### EXTRACTED TEXT

# Minato vs. Hashirama (Madara scenario)



## copydog123 (May 6, 2013)

Ok same situation as VoTE fight but .....

1. Replace *Madara *with *Minato*
2. Replace *Kyubi* with *Gama Bunta*

*Distance/Location:*
VoTE (300 meters)

*Knowledge:* 
Full on both sides


Would Minato have fared better than Madara? 

Before you look down upon gama bunta, remember that* he almost fodderized kurama by squashing him like a bug* when tobi attacked konoha.

Also remember, that *gama bunta can fire stuff out of his mouth*. like bijuu dama. so it is not that far off that he may neutralize buddha.
oh, and *gama has his sword that he used to slice through shukaku's arm like butter.*


----------



## Lurko (May 6, 2013)

Honestly I think he would do worst, hashi's wood would mess with ftg.


----------



## αce (May 6, 2013)

Minato is weaker than Madara and Gamabunta is much weaker than the Kyuubi. Madara had the luxury of being able to proetct Kyuubi by changing the nature of his Susano-o. Gamabunta is a sitting duck in this match and I'd be really damn surprised if he lasted the 5 minute mark especially since a normal Shinrai Tensei broke every single one of his bones. The wood dragon that went against the Kyuubi would subdue and probably kill him.

Yeah, Hashirama clears this even easier than before. If that answers your question. Especially at 300 meters.

######
### EXTRACTED RECORDS

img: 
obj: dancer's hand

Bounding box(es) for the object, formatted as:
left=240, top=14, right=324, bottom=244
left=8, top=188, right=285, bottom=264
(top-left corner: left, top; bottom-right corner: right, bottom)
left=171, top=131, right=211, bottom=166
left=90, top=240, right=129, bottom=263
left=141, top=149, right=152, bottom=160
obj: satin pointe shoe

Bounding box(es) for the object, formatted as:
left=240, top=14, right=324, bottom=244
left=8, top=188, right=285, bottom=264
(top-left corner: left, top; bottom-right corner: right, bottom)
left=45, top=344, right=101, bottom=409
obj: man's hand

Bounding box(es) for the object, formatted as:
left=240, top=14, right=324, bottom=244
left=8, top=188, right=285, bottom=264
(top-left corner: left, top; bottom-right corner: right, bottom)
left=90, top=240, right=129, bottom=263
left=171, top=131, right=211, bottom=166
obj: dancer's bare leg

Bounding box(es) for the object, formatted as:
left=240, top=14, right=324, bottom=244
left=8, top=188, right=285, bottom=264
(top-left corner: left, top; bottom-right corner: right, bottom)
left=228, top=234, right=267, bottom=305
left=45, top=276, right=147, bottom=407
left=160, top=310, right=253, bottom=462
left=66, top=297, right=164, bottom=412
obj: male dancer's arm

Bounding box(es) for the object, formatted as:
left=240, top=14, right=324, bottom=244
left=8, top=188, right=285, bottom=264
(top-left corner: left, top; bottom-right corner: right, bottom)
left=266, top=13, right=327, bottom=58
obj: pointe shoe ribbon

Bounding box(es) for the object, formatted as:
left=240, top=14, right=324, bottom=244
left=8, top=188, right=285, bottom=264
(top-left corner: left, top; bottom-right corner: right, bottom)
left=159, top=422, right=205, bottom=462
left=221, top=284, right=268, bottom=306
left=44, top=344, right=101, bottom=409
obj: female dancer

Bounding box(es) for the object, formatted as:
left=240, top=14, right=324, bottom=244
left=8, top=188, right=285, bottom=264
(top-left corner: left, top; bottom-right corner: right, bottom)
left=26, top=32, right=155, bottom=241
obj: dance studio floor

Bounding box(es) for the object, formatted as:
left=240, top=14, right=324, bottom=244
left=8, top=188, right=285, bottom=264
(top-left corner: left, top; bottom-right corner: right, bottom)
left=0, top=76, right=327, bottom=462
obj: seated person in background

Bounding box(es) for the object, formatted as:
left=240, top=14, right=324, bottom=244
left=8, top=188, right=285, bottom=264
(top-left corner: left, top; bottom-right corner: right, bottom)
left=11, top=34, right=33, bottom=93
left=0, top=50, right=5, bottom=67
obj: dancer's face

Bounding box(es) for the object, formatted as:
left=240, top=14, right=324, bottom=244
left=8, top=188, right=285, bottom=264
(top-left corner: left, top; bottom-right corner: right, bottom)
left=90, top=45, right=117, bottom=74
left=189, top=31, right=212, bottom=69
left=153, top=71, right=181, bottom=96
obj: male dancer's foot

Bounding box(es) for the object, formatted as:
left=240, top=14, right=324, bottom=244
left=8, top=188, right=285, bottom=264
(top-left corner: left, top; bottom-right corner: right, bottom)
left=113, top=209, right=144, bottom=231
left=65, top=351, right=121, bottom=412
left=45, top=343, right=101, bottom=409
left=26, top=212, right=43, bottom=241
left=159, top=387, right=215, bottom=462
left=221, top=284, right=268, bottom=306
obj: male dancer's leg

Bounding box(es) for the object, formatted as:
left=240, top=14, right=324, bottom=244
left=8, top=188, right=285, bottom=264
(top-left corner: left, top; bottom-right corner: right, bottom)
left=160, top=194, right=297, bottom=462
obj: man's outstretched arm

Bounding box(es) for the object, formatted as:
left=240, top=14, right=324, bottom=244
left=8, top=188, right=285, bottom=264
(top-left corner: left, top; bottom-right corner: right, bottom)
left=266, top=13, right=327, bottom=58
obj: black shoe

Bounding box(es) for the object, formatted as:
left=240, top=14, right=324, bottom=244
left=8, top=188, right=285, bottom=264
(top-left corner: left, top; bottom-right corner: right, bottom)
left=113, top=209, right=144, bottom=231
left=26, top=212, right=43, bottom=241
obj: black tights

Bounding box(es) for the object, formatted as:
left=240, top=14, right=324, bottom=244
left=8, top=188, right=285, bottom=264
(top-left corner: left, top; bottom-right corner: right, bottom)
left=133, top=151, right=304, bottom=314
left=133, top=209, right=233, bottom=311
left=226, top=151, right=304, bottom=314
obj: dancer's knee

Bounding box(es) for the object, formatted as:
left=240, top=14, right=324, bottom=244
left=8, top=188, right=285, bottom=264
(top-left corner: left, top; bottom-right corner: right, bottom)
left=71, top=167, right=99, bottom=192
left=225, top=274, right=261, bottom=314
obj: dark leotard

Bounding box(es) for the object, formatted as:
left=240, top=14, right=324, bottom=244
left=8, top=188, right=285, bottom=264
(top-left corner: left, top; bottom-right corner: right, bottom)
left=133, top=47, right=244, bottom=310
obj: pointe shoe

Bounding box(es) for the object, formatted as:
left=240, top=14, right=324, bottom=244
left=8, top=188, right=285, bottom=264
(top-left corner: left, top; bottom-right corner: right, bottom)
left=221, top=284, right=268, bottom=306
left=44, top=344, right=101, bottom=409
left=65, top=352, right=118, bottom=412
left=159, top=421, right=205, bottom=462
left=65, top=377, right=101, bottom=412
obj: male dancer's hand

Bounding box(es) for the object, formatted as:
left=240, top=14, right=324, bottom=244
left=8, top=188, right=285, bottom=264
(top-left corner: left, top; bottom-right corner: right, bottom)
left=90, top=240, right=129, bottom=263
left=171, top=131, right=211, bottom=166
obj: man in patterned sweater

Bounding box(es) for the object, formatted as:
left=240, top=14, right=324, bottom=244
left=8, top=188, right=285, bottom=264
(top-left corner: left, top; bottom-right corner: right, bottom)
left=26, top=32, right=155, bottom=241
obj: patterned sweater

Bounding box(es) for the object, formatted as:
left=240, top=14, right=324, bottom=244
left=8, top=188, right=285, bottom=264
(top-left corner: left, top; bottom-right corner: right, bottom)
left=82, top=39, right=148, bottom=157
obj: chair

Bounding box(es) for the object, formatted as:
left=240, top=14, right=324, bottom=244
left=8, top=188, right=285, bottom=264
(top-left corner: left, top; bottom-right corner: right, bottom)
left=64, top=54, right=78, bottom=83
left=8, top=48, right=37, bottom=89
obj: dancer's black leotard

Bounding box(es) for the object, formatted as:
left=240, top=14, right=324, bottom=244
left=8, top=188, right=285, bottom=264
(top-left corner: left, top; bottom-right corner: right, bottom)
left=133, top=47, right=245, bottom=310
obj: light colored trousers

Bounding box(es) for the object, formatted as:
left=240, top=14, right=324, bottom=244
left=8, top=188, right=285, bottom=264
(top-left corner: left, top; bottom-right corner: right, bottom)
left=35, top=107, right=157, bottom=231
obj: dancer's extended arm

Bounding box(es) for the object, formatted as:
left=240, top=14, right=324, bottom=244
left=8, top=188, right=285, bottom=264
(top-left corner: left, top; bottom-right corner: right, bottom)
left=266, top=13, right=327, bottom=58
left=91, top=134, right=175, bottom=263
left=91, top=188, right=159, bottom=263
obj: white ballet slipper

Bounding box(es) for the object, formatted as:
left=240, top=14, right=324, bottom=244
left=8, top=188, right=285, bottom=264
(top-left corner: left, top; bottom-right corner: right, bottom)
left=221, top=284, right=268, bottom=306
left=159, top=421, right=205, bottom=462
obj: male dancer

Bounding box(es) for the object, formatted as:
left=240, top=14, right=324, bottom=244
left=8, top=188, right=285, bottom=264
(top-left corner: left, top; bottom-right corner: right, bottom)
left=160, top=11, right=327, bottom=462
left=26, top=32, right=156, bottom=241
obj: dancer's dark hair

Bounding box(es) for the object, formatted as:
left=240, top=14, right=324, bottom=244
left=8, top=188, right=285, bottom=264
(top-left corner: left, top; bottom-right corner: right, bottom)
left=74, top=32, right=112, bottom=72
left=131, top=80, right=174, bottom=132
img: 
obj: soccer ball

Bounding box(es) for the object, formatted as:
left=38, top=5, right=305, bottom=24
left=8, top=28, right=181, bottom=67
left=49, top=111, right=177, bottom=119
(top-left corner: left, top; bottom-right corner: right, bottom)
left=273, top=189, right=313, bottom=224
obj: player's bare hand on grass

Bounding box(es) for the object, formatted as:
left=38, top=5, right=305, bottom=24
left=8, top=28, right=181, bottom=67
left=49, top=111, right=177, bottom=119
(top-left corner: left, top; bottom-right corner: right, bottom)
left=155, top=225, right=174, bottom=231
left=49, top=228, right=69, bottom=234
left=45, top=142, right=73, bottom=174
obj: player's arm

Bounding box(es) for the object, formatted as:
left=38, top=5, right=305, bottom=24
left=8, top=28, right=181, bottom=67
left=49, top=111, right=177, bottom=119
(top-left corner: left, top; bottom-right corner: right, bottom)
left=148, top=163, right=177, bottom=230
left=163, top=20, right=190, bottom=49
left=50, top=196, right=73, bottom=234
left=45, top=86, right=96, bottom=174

######

■ **PROMPT 1**
Answer these from the forum thread about Minato and Hashirama, one line for each:
(a) What distance is set for the fight?
(b) What does Lurko say Hashirama's wood would interfere with?
(c) According to αce, what broke every single one of Gamabunta's bones?
■ **PROMPT 2**
Decide whether each statement agrees with the forum thread about Minato and Hashirama. Answer yes or no, and quote the words that settle it.
(a) Only one side has full knowledge in the scenario.
(b) The opening post says Gama Bunta used his sword to slice through Shukaku's arm.
(c) αce expects Gamabunta to last well past the five-minute mark.
■ **PROMPT 3**
Reproduce the passage of the forum thread about Minato and Hashirama that begins with the words "1. Replace *Madara" and ends after the words "better than Madara?".

■ **EXERCISE RESULT 1**
(a) 300 meters.
(b) FTG ("ftg").
(c) A normal Shinrai Tensei.

■ **EXERCISE RESULT 2**
(a) No: "Full on both sides"
(b) Yes: "gama has his sword that he used to slice through shukaku's arm like butter."
(c) No: "I'd be really damn surprised if he lasted the 5 minute mark"

■ **EXERCISE RESULT 3**
1. Replace *Madara *with *Minato*
2. Replace *Kyubi* with *Gama Bunta*

*Distance/Location:*
VoTE (300 meters)

*Knowledge:* 
Full on both sides


Would Minato have fared better than Madara?